# Your instructions:
Can you collect every line of the material below that contains the string "target"?

# Data shown:

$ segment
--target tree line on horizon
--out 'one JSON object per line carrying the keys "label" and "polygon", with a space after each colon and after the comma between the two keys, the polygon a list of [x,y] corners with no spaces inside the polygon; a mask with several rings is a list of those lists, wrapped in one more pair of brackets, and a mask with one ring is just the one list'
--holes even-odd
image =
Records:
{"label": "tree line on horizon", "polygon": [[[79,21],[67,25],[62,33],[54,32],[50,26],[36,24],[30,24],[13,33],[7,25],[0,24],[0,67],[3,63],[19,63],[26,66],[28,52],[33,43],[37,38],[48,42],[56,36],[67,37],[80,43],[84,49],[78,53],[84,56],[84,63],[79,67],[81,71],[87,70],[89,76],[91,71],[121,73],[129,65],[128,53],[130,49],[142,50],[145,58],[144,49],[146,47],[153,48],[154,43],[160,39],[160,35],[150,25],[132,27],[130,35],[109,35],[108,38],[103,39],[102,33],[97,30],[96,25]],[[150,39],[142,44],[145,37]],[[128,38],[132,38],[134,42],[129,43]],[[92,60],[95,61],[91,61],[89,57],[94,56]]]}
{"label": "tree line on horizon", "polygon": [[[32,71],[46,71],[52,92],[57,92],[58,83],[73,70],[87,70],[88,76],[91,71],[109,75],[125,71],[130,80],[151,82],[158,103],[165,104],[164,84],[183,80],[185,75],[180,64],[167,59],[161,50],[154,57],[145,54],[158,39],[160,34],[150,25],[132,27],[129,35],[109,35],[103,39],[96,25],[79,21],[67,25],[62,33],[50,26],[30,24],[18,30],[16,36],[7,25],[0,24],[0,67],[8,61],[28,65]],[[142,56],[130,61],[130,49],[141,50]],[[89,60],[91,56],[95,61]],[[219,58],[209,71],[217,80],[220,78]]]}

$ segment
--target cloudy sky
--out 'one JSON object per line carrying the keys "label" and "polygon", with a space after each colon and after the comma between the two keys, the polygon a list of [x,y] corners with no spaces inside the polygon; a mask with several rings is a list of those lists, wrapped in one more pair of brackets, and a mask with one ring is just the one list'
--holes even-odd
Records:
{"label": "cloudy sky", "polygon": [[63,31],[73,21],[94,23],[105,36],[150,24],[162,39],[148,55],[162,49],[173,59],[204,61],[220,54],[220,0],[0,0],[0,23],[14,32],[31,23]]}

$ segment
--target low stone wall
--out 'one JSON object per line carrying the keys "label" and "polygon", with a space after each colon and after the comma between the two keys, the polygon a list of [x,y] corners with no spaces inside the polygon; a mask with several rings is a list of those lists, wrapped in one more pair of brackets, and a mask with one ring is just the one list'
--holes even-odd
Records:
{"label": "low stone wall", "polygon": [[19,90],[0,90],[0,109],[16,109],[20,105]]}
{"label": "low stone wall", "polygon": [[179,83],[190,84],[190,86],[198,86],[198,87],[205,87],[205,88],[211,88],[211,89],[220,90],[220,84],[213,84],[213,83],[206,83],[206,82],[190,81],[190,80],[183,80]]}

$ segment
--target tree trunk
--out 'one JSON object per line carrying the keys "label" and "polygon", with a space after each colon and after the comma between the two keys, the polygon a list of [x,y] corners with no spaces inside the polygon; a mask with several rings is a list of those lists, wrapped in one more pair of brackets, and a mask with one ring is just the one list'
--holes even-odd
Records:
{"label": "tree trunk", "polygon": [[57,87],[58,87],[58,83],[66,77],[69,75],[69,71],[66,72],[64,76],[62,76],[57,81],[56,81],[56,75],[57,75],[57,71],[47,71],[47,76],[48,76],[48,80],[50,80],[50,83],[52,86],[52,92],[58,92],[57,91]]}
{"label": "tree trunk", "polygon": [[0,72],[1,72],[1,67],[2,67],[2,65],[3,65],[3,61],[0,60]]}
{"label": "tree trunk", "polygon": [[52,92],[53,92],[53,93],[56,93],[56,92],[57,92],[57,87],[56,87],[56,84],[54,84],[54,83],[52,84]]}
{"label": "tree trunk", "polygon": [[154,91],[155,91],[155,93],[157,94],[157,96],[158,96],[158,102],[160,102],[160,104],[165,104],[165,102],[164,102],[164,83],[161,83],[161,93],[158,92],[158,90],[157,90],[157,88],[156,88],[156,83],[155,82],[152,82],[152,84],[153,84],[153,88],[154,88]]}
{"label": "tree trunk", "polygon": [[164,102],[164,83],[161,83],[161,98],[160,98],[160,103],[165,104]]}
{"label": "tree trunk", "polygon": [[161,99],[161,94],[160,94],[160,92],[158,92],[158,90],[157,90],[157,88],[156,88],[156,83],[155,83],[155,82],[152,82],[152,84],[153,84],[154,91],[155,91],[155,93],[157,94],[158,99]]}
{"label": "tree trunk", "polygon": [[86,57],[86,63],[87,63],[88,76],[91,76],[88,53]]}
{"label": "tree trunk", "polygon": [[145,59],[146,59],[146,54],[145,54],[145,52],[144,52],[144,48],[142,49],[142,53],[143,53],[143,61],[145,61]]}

# Answer for this exercise:
--target tree line on horizon
--target cloudy sky
--target low stone wall
--target tree trunk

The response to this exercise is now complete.